Would you reproduce the listing exactly, leaving nothing out?

[MATERIAL FOR THIS EXERCISE]
-=-=-=-=-
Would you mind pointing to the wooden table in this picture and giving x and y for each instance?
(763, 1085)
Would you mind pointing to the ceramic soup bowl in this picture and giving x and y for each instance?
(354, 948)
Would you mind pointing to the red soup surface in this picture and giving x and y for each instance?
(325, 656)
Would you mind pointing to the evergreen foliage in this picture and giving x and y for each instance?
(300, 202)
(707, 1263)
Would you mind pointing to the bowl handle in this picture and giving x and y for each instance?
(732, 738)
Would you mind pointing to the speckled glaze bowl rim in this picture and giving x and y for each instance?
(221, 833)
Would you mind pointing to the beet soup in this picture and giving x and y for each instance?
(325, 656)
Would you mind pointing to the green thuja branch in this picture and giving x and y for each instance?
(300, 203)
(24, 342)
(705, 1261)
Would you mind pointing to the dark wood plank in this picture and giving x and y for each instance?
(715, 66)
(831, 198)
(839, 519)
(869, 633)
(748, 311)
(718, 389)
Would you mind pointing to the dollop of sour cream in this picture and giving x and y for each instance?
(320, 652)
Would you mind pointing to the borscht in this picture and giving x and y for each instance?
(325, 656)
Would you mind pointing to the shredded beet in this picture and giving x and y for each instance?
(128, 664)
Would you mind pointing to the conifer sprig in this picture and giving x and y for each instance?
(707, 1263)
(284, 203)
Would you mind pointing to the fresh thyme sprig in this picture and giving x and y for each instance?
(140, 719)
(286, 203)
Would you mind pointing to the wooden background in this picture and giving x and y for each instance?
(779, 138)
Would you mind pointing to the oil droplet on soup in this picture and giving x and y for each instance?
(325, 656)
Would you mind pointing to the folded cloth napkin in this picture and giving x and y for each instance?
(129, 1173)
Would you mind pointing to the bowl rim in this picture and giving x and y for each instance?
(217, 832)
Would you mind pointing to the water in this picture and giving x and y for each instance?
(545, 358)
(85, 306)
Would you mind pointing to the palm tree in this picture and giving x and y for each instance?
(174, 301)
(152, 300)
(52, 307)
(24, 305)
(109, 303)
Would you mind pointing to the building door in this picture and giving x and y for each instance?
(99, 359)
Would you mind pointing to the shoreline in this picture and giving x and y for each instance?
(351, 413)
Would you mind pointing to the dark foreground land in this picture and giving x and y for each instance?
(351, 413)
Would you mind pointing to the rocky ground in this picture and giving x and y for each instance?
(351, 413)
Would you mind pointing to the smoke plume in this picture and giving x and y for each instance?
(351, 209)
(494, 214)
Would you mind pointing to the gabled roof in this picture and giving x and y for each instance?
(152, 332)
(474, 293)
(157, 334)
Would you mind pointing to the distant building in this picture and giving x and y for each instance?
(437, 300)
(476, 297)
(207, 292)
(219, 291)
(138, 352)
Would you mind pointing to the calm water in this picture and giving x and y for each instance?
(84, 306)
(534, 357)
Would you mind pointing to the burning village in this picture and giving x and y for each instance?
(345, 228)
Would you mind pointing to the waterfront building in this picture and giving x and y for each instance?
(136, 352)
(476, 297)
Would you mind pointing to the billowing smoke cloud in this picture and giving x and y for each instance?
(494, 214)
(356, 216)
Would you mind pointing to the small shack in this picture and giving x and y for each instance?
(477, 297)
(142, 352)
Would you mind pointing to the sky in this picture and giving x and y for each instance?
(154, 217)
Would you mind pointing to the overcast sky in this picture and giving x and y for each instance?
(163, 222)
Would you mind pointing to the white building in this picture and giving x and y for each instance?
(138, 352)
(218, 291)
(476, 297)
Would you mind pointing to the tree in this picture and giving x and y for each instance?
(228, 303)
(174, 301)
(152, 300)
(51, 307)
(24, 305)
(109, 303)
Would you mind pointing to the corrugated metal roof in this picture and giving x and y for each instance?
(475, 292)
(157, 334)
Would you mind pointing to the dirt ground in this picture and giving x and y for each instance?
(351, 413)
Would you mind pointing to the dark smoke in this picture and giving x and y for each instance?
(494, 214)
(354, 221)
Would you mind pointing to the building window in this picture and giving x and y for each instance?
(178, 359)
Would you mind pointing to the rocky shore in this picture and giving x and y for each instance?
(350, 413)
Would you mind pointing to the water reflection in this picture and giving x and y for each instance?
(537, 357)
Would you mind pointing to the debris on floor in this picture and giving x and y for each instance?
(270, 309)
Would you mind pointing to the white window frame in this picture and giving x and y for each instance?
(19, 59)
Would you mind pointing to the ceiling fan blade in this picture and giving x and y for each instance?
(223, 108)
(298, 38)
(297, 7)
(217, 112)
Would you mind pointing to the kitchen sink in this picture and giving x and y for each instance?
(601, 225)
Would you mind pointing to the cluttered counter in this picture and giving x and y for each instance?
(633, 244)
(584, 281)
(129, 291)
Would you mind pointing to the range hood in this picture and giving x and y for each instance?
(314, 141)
-=-=-=-=-
[OUTPUT OF THE EXERCISE]
Would you mind pointing to the wooden table in this picture and giving x and y for each instance?
(763, 1085)
Would you mind pointing to the ceramic soup bowl in this picture and giving x and y for each instance?
(354, 948)
Would you mind pointing to the red soup surface in this picture and giving x and y for each instance?
(325, 656)
Would you mind pointing to the evergreen foliage in this picture and giving x and y for each instance?
(300, 202)
(707, 1263)
Would you mind pointing to the bowl handle in this picture and giving x and y for each instance?
(732, 738)
Would you mind pointing to the speckled glaze bowl rim in this picture and giving x and y for each instance?
(221, 833)
Would you mind pointing to the beet soup in this picture and giving x and y for each instance?
(325, 656)
Would you mind pointing to the green thuja branch in this picture and giving x and y for each instance?
(300, 203)
(24, 342)
(705, 1261)
Would you mind pointing to the dark wood plank in this picture and giving x and y for each instance?
(715, 66)
(831, 198)
(839, 519)
(869, 633)
(748, 311)
(718, 389)
Would you mind pointing to the dollop of sour cream in this picture and giving x and y for each instance?
(320, 652)
Would you mind pointing to the borscht in this picture and giving x and y for each instance?
(325, 656)
Would you mind pointing to the shredded beet in this picture and giving x and y for each instance?
(128, 664)
Would you mind pointing to the conifer sprig in this picture and giving x and y for each instance?
(707, 1263)
(284, 203)
Would you mind pointing to the fresh thyme sprig in this picture and giving x and y for each instance?
(140, 719)
(286, 203)
Would you mind pointing to the wooden background in this picture and giving x and y for each instance?
(779, 138)
Would you mind pointing to the oil droplet on soup in this picture and giving x and y for each instance?
(325, 656)
Would you mind pointing to the folded cloth napkin in this picture and giving x and y for each instance?
(129, 1173)
Would you mind pointing to the bowl rim in this picture and giving x and y for each instance?
(217, 832)
Would you mind pointing to the water in this picture and giving x and y for each instance?
(545, 358)
(85, 306)
Would you mind pointing to the palm tree in this picture and giving x and y for each instance?
(174, 301)
(152, 300)
(52, 307)
(24, 305)
(109, 303)
Would you mind pointing to the building door in this picture and giving x and y for each instance?
(99, 359)
Would you mind pointing to the shoreline in this picture and giving x and y for each instance?
(351, 413)
Would you mind pointing to the dark foreground land in this picture and giving x and y for each instance?
(351, 413)
Would you mind pointing to the rocky ground in this picture and giving x and y for each instance?
(351, 413)
Would you mind pointing to the smoke plume in this picture and giving x and y for each instance?
(351, 209)
(494, 214)
Would you mind pointing to the gabled roof in this picture and giving x and y for each instance?
(152, 332)
(474, 293)
(157, 334)
Would you mind pointing to the distant building in this picture and giving x and y for each instance?
(437, 300)
(476, 297)
(207, 292)
(219, 291)
(138, 352)
Would you mind pointing to the calm water in this picture and giving x and y for each instance?
(84, 306)
(534, 357)
Would you mind pointing to the burning village in this picture and giving x and y for each instance?
(345, 228)
Would you mind pointing to the waterfront building in this picture and giving x and y for each instance?
(136, 352)
(476, 297)
Would you mind pointing to the billowing smoke cloud in this picture and giving x and y for each instance?
(494, 214)
(356, 216)
Would you mind pointing to the small shack in this picture and giving x and y for each instance?
(477, 297)
(142, 352)
Would you mind pointing to the sky in this picture and giving x and y for each instance?
(154, 217)
Would you mind pointing to the overcast sky in this picture and giving x and y for each instance?
(163, 222)
Would you mind pointing to the white building in this picture and giving x and y for each instance?
(138, 352)
(218, 291)
(476, 297)
Would you mind pointing to the tree in this picture and giving x and y for each instance?
(228, 303)
(174, 301)
(152, 300)
(51, 307)
(24, 305)
(109, 303)
Would you mind pointing to the corrugated metal roof in this picture and giving x and y for each instance?
(475, 292)
(157, 334)
Would you mind pointing to the dirt ground in this picture and giving x and y for each instance?
(351, 413)
Would you mind pointing to the dark smoke in this picture and giving x and y for each instance?
(494, 214)
(354, 221)
Would you mind pointing to the building window in this picture and giving x and y for each instance?
(178, 359)
Would you mind pointing to the rocky shore in this picture and giving x and y for each instance?
(350, 413)
Would you mind pointing to the water reflection in this picture and giving x and y for each instance?
(537, 357)
Would you mind pointing to the debris on floor in this picture and giving x and y for each instance?
(270, 309)
Would you mind pointing to the white window frame in this picture and giving x and y for each instance?
(19, 59)
Would you mind pointing to the ceiling fan blade in this picture and giving x and y for each instance?
(223, 108)
(298, 38)
(297, 7)
(217, 112)
Would you mind pointing to the kitchen sink in this picture and giving x and y for each instance?
(601, 225)
Would you mind pointing to the cluttered counter in this picture and giving x and y for each instance?
(633, 244)
(584, 281)
(129, 291)
Would you mind pointing to the range hood in this picture and giving x and y for each instance?
(314, 141)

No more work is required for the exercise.